- _Selected passage_:
━━━━━━━━━━━━━━━━
Friday, March 27th, 2009

Some connected capstone thoughts about various debates on the AIG bonuses and related matters:

1. It’s fair to say that I’ve been a bit flip about the continuing market value of expertise within AIG and related businesses which have received TARP funds (or, in fact, those which have not). Nevertheless, I think some pretty harsh skepticism is important, and I’m still fairly gobsmacked at the degree to which some writers take it at face value that it is vitally important to have highly experienced personnel working at AIG-F.P. and other similar enterprises and to compensate them at very high levels accordingly. Or the degree to which they trust the assurances of people inside those businesses that they possess that kind of expertise.

If there’s one thing we all can see about this crisis, it’s that people with this allegedly vital expertise are the ones who made catastrophic mistakes in the first place.

Over at Megan McArdle’s blog, one commenter objected to my devaluing of expert knowledge in AIG-F.P. by saying that it’s crucial to continue to employ people who know the value of the assets involved.

Problem: the people who are employed there didn’t know the value of the assets they were dealing with before all this happened. That’s why we’re in this mess. Even if they didn’t directly work with credit-default swaps, a lot of experts in those businesses didn’t seem any more alert to or knowledgeable about the true character of those investments before the house of cards collapsed.
━━━━━━━━━━━━━━━━
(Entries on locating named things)
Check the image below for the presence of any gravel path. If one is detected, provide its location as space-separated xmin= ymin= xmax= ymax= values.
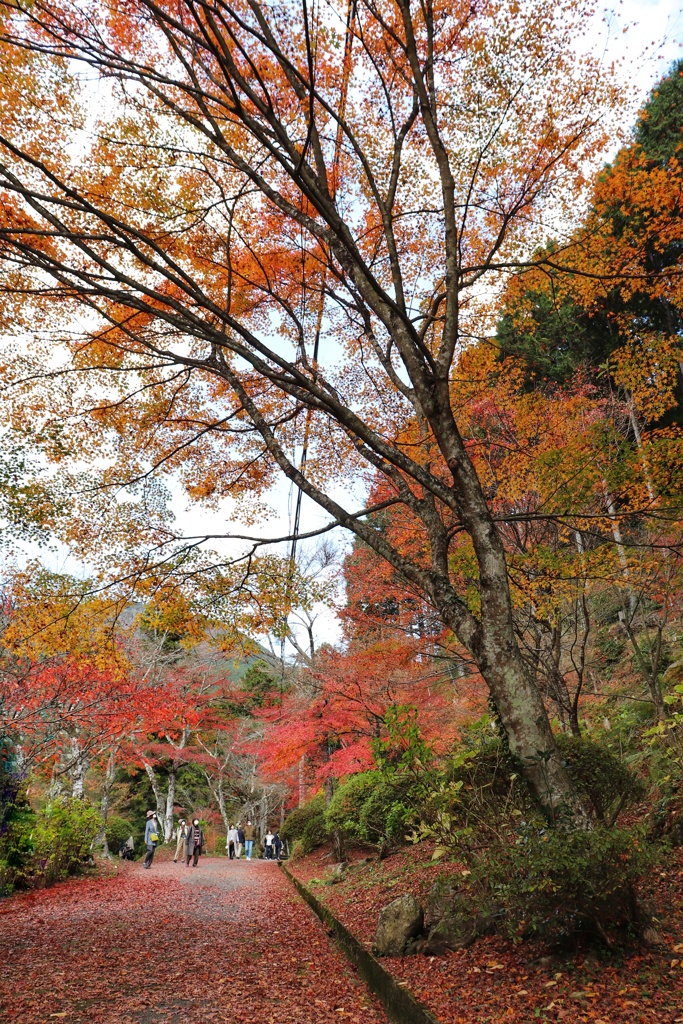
xmin=0 ymin=858 xmax=387 ymax=1024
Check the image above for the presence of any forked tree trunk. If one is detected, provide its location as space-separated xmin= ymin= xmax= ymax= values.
xmin=164 ymin=764 xmax=178 ymax=843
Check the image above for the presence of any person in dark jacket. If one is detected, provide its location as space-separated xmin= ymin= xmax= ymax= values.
xmin=142 ymin=811 xmax=159 ymax=867
xmin=185 ymin=818 xmax=204 ymax=867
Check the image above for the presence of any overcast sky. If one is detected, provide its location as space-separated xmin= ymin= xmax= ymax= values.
xmin=14 ymin=0 xmax=683 ymax=642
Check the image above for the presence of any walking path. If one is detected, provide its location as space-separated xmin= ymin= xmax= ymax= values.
xmin=0 ymin=857 xmax=387 ymax=1024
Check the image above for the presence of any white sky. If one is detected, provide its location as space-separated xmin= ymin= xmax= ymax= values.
xmin=9 ymin=0 xmax=683 ymax=655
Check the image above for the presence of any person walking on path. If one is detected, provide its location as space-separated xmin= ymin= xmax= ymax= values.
xmin=142 ymin=811 xmax=159 ymax=867
xmin=173 ymin=818 xmax=187 ymax=864
xmin=245 ymin=821 xmax=254 ymax=860
xmin=185 ymin=818 xmax=204 ymax=867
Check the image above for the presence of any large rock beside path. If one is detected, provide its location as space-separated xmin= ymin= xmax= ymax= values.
xmin=373 ymin=896 xmax=424 ymax=956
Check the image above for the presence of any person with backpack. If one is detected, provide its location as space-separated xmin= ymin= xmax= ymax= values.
xmin=185 ymin=818 xmax=205 ymax=867
xmin=173 ymin=818 xmax=187 ymax=864
xmin=245 ymin=821 xmax=254 ymax=860
xmin=142 ymin=811 xmax=159 ymax=867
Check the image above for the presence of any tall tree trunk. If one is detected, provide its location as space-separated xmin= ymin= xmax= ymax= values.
xmin=142 ymin=760 xmax=166 ymax=821
xmin=299 ymin=754 xmax=306 ymax=807
xmin=164 ymin=761 xmax=178 ymax=843
xmin=69 ymin=737 xmax=88 ymax=800
xmin=325 ymin=775 xmax=346 ymax=864
xmin=96 ymin=748 xmax=116 ymax=856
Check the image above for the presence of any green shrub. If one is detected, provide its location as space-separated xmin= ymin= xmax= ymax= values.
xmin=0 ymin=800 xmax=101 ymax=892
xmin=468 ymin=822 xmax=659 ymax=941
xmin=325 ymin=771 xmax=413 ymax=847
xmin=104 ymin=818 xmax=134 ymax=853
xmin=280 ymin=794 xmax=328 ymax=854
xmin=556 ymin=734 xmax=644 ymax=825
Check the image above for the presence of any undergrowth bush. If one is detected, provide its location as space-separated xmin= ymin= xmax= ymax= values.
xmin=413 ymin=736 xmax=660 ymax=941
xmin=468 ymin=821 xmax=659 ymax=943
xmin=0 ymin=799 xmax=101 ymax=893
xmin=280 ymin=794 xmax=328 ymax=855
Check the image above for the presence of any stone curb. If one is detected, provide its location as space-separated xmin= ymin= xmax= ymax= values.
xmin=280 ymin=863 xmax=439 ymax=1024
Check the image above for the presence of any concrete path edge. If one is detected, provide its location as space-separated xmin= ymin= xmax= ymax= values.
xmin=280 ymin=862 xmax=439 ymax=1024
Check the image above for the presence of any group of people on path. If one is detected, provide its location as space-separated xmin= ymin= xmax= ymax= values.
xmin=143 ymin=811 xmax=284 ymax=867
xmin=142 ymin=811 xmax=206 ymax=867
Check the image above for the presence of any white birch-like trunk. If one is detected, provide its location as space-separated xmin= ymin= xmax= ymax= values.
xmin=69 ymin=737 xmax=88 ymax=800
xmin=164 ymin=764 xmax=177 ymax=843
xmin=299 ymin=754 xmax=306 ymax=807
xmin=96 ymin=748 xmax=116 ymax=855
xmin=142 ymin=761 xmax=166 ymax=821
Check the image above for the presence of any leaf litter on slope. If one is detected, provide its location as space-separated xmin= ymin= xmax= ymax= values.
xmin=0 ymin=858 xmax=386 ymax=1024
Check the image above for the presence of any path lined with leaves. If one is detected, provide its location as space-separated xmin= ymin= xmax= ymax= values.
xmin=0 ymin=858 xmax=387 ymax=1024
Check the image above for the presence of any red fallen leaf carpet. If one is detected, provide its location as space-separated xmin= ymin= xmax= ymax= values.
xmin=288 ymin=844 xmax=683 ymax=1024
xmin=0 ymin=858 xmax=387 ymax=1024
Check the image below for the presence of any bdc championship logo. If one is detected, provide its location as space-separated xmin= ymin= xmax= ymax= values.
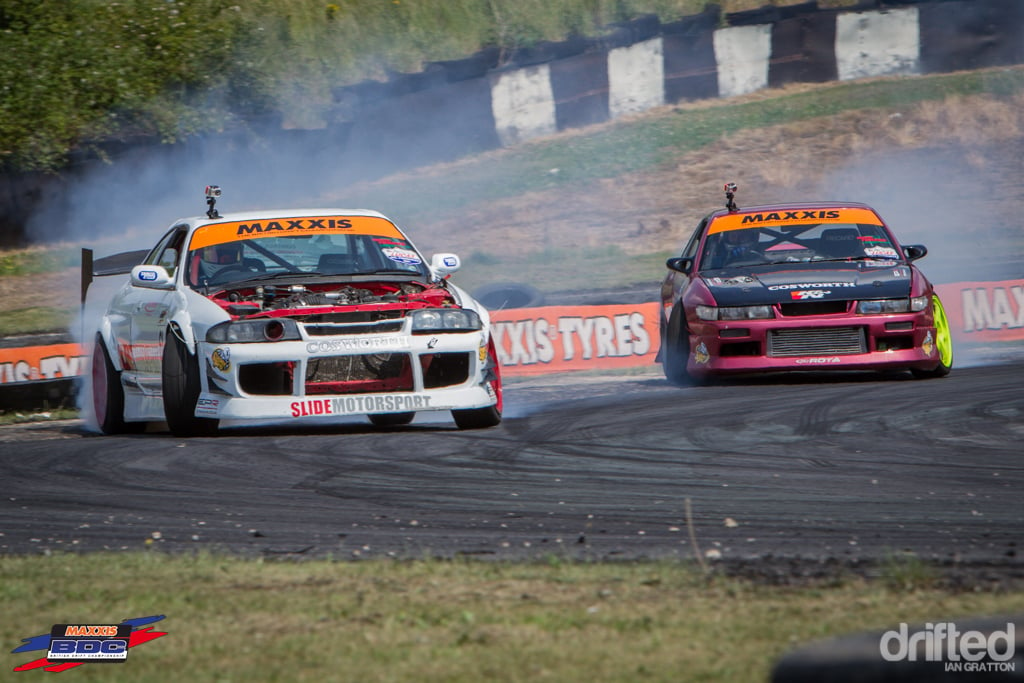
xmin=46 ymin=624 xmax=131 ymax=664
xmin=11 ymin=614 xmax=167 ymax=672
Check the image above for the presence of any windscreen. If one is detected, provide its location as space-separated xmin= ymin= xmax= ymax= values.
xmin=185 ymin=217 xmax=427 ymax=288
xmin=700 ymin=212 xmax=903 ymax=270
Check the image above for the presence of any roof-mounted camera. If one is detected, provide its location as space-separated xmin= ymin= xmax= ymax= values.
xmin=725 ymin=182 xmax=739 ymax=211
xmin=206 ymin=185 xmax=220 ymax=218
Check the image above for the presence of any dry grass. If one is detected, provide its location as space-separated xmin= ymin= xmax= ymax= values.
xmin=395 ymin=96 xmax=1024 ymax=266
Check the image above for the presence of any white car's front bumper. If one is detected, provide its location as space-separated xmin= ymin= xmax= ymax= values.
xmin=196 ymin=332 xmax=498 ymax=420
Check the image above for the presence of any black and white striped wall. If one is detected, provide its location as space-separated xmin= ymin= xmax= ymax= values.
xmin=337 ymin=0 xmax=1024 ymax=162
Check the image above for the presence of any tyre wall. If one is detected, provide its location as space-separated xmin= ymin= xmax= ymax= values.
━━━━━━━━━━━━━━━━
- _Problem requirements_: In the post on the AIG bonuses, what did a commenter at Megan McArdle's blog say is crucial?

- _Response for this exercise_: Continuing to employ people who know the value of the assets involved.